SOURCE:
-*-

Sanction cloud over head, laurel for deputy

Bidhannagar Government High School is in the middle of a raging controversy. While the assistant head master Tarapada Santra was conferred with the Siksha Ratna award by the chief minister on Tuesday, a sword hangs over the headmaster of the same school, Sukumar Chakraborty, over “irregularities” found by a school education department committee after an inspection on August 29.

SUDESHNA BANERJEE Published 08.09.17, 12:00 AM
Bidhannagar Government High School on Wednesday. Picture by Mayukh Sengupta
Assistant headmaster Tarapada Santra touches the chief minister’s feet before receiving the Siksha Ratna on Tuesday

Bidhannagar Government High School is in the middle of a raging controversy. While the assistant head master Tarapada Santra was conferred with the Siksha Ratna award by the chief minister on Tuesday, a sword hangs over the headmaster of the same school, Sukumar Chakraborty, over “irregularities” found by a school education department committee after an inspection on August 29.

An “order”, dated September 1, 2017 and bearing the reference number 1190. SE (Adm) Vig-07/2017, has been issued from Bikash Bhavan, a soft copy of which is available with The Telegraph Salt Lake placing Chakraborty “under suspension… with immediate effect”. But till the time of the newspaper going to the press on Wednesday night, the order had not reached the headmaster. The assistant headmaster was intimated by department officials on Wednesday of another inspection on Thursday.

The call informing the school about the inspection on August 29 too had come to Santra, and not to Chakraborty. “The officials had come within 15 minutes or so of the call that day,” said Santra.

Inspection blues

The “order” lists the following irregularities: no proper maintenance of the mid-day meal register and records, mid-day meal in charge found absent at the time of distribution of food, water logging and poor house-keeping, toilets attached to laboratories not being available to students and being utilised as a store for electrical debris, food found available for only 40-50 students out of 294 under mid-day meal programme and four drinking water taps being found non-functional out of nine taps.

This, the team deemed as “gross negligence of duty on part of the headmaster”.

Several other teachers of the school that The Telegraph Salt Lake spoke to expressed dismay at how only the headmaster alone could be deemed at fault, that too only three months after he had joined. Chakraborty joined the school in end-May.

But Santra, who was in charge of the school for 11 months before Chakraborty joined, said he was “just an ordinary teacher” and had “no administrative responsibilities”. “He (the headmaster) consults me when he wants to.” Santra was also in charge of the school for around three years as assistant headmaster in charge till November 2014.

The West Bengal Government School Teachers’ Association is rallying around the beleaguered headmaster who is barely five months away from retirement. “How could they suspend him without even a chance to defend himself?” asked Saugata Basu, general secretary of the association.

As for the charge of less mid-day meals being procured than the number of students present, the school’s former headmaster Rupak Hom Roy, who retired in May 2016, said he had seen how food went waste during his tenure as many guardians were averse to their ward taking the mid-day meal. “The Sarva Siksha Mission cell pays for the mid-day meals. The funds do not come to the school. All the school does is indicate the requirement based on which an outside agency supplies the food and raises the bill accordingly. Instead of procuring food for all the students, I started this practice of students being asked during the attendance registration in the first hour whether they wished to take the meal that day. The order would be placed accordingly. Looks like he (Chakraborty) did not get a chance to explain the practice.”

-*-

RECORDED INFORMATION:
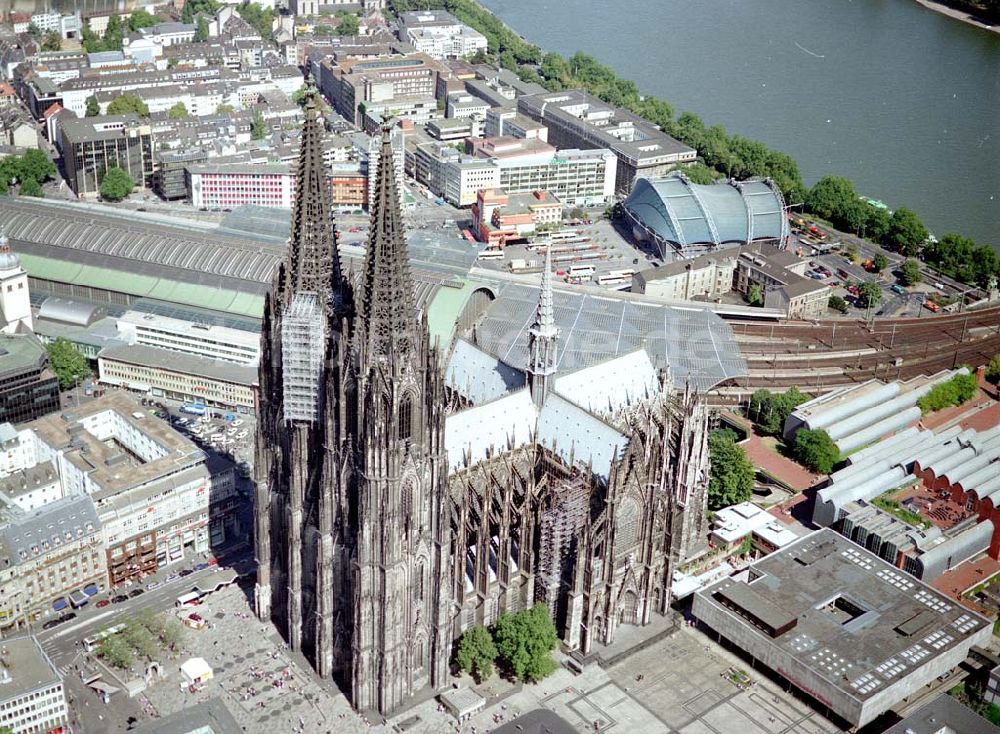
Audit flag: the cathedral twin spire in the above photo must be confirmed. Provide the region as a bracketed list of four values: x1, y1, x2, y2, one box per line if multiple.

-*-

OBJECTIVES:
a. In the article about Bidhannagar Government High School, how many of the nine drinking water taps did the inspection find non-functional?
b. Reproduce everything in the school article from "Inspection blues" down to "school in end-May.".

WRITTEN ANSWERS:
a. Four

b.
Inspection blues

The “order” lists the following irregularities: no proper maintenance of the mid-day meal register and records, mid-day meal in charge found absent at the time of distribution of food, water logging and poor house-keeping, toilets attached to laboratories not being available to students and being utilised as a store for electrical debris, food found available for only 40-50 students out of 294 under mid-day meal programme and four drinking water taps being found non-functional out of nine taps.

This, the team deemed as “gross negligence of duty on part of the headmaster”.

Several other teachers of the school that The Telegraph Salt Lake spoke to expressed dismay at how only the headmaster alone could be deemed at fault, that too only three months after he had joined. Chakraborty joined the school in end-May.